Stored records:
------------------------------------

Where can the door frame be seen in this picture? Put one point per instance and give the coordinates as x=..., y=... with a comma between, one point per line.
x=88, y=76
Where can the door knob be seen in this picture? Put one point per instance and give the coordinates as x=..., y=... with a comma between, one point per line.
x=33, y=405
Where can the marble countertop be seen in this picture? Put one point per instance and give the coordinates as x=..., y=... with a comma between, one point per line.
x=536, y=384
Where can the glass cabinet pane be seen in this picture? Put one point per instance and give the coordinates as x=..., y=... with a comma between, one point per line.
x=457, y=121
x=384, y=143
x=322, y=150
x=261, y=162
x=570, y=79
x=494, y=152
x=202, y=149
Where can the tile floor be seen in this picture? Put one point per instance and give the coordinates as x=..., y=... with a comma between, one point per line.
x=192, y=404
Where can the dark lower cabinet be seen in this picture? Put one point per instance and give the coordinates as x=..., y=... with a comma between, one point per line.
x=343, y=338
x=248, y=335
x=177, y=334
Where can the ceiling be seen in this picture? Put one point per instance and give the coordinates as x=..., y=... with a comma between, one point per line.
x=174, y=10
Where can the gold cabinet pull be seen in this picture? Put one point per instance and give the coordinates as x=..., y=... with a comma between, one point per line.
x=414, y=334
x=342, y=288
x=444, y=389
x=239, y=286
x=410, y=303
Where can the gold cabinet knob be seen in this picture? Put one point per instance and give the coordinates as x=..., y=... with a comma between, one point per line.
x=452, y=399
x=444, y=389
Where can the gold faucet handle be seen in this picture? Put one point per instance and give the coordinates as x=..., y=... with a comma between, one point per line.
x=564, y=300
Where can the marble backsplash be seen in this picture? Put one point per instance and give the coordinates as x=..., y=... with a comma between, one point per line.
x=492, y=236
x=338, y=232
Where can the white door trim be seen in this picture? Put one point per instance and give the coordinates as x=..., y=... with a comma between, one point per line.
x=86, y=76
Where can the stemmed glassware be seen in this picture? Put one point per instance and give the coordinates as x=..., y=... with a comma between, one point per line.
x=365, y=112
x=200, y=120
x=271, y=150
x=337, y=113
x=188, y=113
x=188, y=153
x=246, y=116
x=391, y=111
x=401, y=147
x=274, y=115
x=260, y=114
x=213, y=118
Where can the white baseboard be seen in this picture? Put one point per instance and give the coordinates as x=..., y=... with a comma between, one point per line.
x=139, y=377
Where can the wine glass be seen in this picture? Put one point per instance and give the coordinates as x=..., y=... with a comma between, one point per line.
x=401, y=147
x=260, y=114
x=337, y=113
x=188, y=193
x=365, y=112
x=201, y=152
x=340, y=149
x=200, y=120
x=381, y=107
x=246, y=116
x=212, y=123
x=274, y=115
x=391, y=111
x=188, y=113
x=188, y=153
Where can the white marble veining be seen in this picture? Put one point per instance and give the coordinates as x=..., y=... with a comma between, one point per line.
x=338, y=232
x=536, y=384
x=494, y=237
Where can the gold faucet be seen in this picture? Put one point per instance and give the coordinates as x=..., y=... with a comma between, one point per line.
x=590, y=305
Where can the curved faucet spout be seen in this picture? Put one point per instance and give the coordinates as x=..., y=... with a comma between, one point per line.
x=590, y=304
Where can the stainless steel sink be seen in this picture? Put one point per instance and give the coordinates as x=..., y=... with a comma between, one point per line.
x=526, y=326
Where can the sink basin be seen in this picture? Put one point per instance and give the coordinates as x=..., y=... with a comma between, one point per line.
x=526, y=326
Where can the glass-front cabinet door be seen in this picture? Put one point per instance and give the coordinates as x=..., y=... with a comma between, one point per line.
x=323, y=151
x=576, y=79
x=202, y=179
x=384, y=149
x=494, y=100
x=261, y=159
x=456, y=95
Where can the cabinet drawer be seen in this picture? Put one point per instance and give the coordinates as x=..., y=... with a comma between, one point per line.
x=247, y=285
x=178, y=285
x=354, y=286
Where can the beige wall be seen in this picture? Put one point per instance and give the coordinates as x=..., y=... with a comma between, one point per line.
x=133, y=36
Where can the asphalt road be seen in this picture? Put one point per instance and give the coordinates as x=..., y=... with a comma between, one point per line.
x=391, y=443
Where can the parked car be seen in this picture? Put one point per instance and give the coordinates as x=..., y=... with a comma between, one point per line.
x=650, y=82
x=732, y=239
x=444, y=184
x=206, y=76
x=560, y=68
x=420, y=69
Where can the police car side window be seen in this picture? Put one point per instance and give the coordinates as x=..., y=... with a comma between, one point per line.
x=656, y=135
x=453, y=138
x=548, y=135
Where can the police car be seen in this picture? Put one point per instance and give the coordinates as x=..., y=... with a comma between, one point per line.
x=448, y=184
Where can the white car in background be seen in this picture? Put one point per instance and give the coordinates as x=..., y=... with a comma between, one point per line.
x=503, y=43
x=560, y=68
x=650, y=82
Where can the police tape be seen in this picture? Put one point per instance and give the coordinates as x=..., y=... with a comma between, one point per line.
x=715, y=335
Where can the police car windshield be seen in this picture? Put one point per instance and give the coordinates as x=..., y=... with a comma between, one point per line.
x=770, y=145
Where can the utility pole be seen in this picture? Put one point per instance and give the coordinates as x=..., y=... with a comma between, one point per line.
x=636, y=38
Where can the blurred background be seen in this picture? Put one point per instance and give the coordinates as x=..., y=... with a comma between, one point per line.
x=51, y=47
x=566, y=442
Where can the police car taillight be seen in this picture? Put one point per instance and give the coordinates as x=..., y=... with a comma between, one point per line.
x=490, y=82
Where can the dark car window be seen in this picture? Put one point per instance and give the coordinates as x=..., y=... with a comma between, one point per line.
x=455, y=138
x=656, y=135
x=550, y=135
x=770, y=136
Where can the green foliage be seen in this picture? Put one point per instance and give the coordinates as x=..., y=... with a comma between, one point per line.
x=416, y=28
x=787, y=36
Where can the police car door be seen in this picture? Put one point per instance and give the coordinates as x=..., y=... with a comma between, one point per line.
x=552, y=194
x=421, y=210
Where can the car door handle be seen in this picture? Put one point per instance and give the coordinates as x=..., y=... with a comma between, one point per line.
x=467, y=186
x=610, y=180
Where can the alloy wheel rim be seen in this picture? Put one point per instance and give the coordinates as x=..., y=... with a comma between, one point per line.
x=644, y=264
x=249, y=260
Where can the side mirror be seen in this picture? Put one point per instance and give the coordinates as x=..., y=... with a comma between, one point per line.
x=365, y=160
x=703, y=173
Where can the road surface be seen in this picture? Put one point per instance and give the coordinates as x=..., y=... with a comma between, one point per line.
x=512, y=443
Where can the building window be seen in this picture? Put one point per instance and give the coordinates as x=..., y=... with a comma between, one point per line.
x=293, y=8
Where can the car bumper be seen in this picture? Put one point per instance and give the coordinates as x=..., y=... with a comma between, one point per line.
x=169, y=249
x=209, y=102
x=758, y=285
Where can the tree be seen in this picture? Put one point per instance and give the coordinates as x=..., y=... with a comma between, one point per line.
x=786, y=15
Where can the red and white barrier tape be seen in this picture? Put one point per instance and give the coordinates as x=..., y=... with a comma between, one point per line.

------------------------------------

Restate the entries above. Match them exactly.

RESULT OF THE EXERCISE.
Where can the door frame be seen in this picture? Put one point per instance and give the coordinates as x=..., y=... with a comma between, one point per line.
x=88, y=76
Where can the door knob be seen in this picture? Put one point per instance and give the coordinates as x=..., y=... with a comma between, one point per line.
x=33, y=405
Where can the marble countertop be seen in this picture? Put one point per instance and give the coordinates as x=..., y=... with a comma between, one point per line.
x=536, y=384
Where can the glass cabinet pane be seen in this picture? Put one point per instance and give the coordinates as x=..., y=... with a comma between, one point per line.
x=457, y=121
x=384, y=143
x=322, y=150
x=261, y=162
x=570, y=79
x=494, y=152
x=202, y=149
Where can the tile floor be seen in this picture? Put one point per instance and give the coordinates as x=..., y=... with a comma between, one point per line.
x=192, y=404
Where can the dark lower cabinet be seen in this picture? Put one point per instance and give the coordinates as x=..., y=... with a comma between, one point per line.
x=343, y=338
x=248, y=335
x=177, y=334
Where can the ceiling be seen in this picture? Put one point per instance and give the coordinates as x=..., y=... with a comma between, one point per line.
x=174, y=10
Where can the gold cabinet pull be seen in this picture? Put one point per instance and give the coordinates as x=..., y=... with a comma between, one point per line.
x=414, y=334
x=342, y=288
x=444, y=389
x=239, y=286
x=410, y=303
Where can the gold cabinet knob be seen in this picture? Put one point per instance and give the coordinates as x=..., y=... with a comma between, one point per line.
x=452, y=399
x=444, y=389
Where can the gold faucet handle be seen in this picture? Put one point per instance and give the coordinates as x=..., y=... with a comma between, one point per line.
x=564, y=300
Where can the marble backsplash be seen in this picture? Put one point per instance and give the coordinates as x=..., y=... with a comma between, one point per line.
x=492, y=236
x=338, y=232
Where can the white door trim be seen in this picture? Put one point per instance and give the coordinates as x=..., y=... with a comma between, one point per line.
x=86, y=76
Where can the stemmed glassware be seen in this picture? Put one point per instance and give the coordinates as x=..., y=... with a comma between, one point per line.
x=365, y=112
x=200, y=120
x=271, y=150
x=337, y=113
x=188, y=113
x=188, y=153
x=246, y=116
x=391, y=111
x=401, y=147
x=274, y=115
x=260, y=114
x=213, y=118
Where can the white baseboard be seen in this picture? Put one point per instance and give the coordinates as x=..., y=... with a comma between, one point per line.
x=139, y=377
Where can the wine glass be seen in this picture? Put one point per instance and give the coordinates as x=..., y=... with a comma between, one point per line.
x=401, y=147
x=260, y=114
x=337, y=113
x=188, y=193
x=365, y=112
x=201, y=152
x=340, y=149
x=200, y=120
x=381, y=107
x=246, y=116
x=212, y=123
x=274, y=115
x=391, y=111
x=188, y=113
x=188, y=153
Where can the white marble veining be seen in this picture? Put one point per instance and give the coordinates as x=..., y=... with a comma between, one point per line.
x=338, y=232
x=536, y=384
x=494, y=237
Where can the gold faucet be seen in this picture? Put one point per instance and give the coordinates as x=..., y=... with a comma between, one point per line.
x=590, y=305
Where can the curved faucet spout be seen in this picture? Put one point per instance and give the coordinates as x=..., y=... with a comma between, one point per line.
x=590, y=304
Where can the stainless steel sink be seen in this picture? Put one point per instance and give the coordinates as x=..., y=... with a comma between, one point per line.
x=526, y=326
Where can the sink basin be seen in this picture? Put one point per instance and give the coordinates as x=..., y=... with a comma between, one point per line.
x=526, y=326
Where can the glass-front cabinet door be seen in this picture? Put one point per instance and give the coordinates as x=..., y=... with a comma between, one point per line.
x=323, y=151
x=576, y=79
x=202, y=179
x=384, y=149
x=494, y=100
x=261, y=159
x=456, y=95
Where can the cabinet drawer be seen in this picture? Put one point per instance and give the coordinates as x=..., y=... with a comma between, one point per line.
x=247, y=285
x=178, y=285
x=354, y=286
Where can the beige wall be seen in this picture? Put one point per instance and give the coordinates as x=..., y=... with a comma between, one point per line.
x=133, y=36
Where can the asphalt road be seen in this picture? Put one point per instance and give the coordinates as x=..., y=... with a comma between, one point per line.
x=391, y=443
Where can the parked car be seen in this picture? Put one point per instance and give the coordinates as x=..., y=... with a comma between, one point per line.
x=650, y=82
x=732, y=239
x=444, y=184
x=206, y=76
x=560, y=68
x=420, y=69
Where can the police car side window be seen in this picture? Put one point per instance and give the coordinates as x=..., y=... with a comma between, one point per line.
x=656, y=135
x=453, y=138
x=548, y=135
Where can the police car be seen in this picture? Put one point per instance and give the coordinates as x=..., y=... with a comma between, one point per line.
x=448, y=184
Where can the white car in background be seen in this picture? Put one point per instance and give the coordinates as x=..., y=... with a comma between, one point per line.
x=503, y=43
x=560, y=68
x=650, y=82
Where can the police tape be seen in this picture? Put one point per instance and give the coordinates as x=..., y=... with a comma between, one point per line.
x=715, y=335
Where can the police car windshield be seen in this picture? Put one point per instance and give the coordinates as x=..., y=... with a comma between, one point per line.
x=770, y=145
Where can the utility pole be seen in this picture? Put one point per instance and give the coordinates as x=..., y=... with a comma between, one point per line.
x=636, y=38
Where can the blurred background be seen in this picture? Put one point per instance and give the coordinates as x=..., y=... with a comma between, one point per line.
x=51, y=47
x=566, y=442
Where can the police car taillight be seen in this picture? Put one point per instance and give the coordinates as x=..., y=... with a comma between, one point per line.
x=490, y=82
Where can the dark car window be seen in this picture? Put one point per instance and give the coordinates as x=..., y=... with a comma between, one point per line.
x=455, y=138
x=656, y=135
x=550, y=135
x=770, y=136
Where can the green foliage be seen in this picture? Put one point per instance and give the coordinates as x=..., y=... with a comma between, one point per line.
x=416, y=28
x=787, y=36
Where can the police car door be seen in this picture? Put one point per instance and give the coordinates as x=..., y=... with a comma between, one point per line.
x=552, y=194
x=421, y=210
Where can the car door handle be seen in this picture? Put one point per instance and give the coordinates as x=..., y=... with a comma between, one point per line.
x=467, y=186
x=610, y=180
Where can the alloy wheel rim be seen in this picture? Put one point per instance and give the coordinates as x=..., y=... with a comma between, one point per line.
x=644, y=264
x=249, y=260
Where can the side mirror be seen in this picture? Put one point per instance and give the coordinates as x=..., y=... with a comma between, one point per line.
x=365, y=160
x=703, y=173
Where can the road surface be seen in this picture? Put one point per instance and give the coordinates as x=..., y=... with a comma between, one point per line.
x=512, y=443
Where can the building window be seen in this picture? Put one point per instance and give the coordinates as x=..., y=... with a comma between, one point per line.
x=293, y=8
Where can the car bumper be seen in this picture? Put one point per instance and give the coordinates as x=..., y=... with a comma between, one point per line.
x=169, y=249
x=209, y=102
x=758, y=285
Where can the tree be seen in this picture? Put one point per instance and give the coordinates as x=..., y=... with a comma between, one point per line.
x=786, y=15
Where can the red and white barrier tape be seen in this picture? Put one point per instance and give the coordinates as x=..., y=... with a comma between, one point per line.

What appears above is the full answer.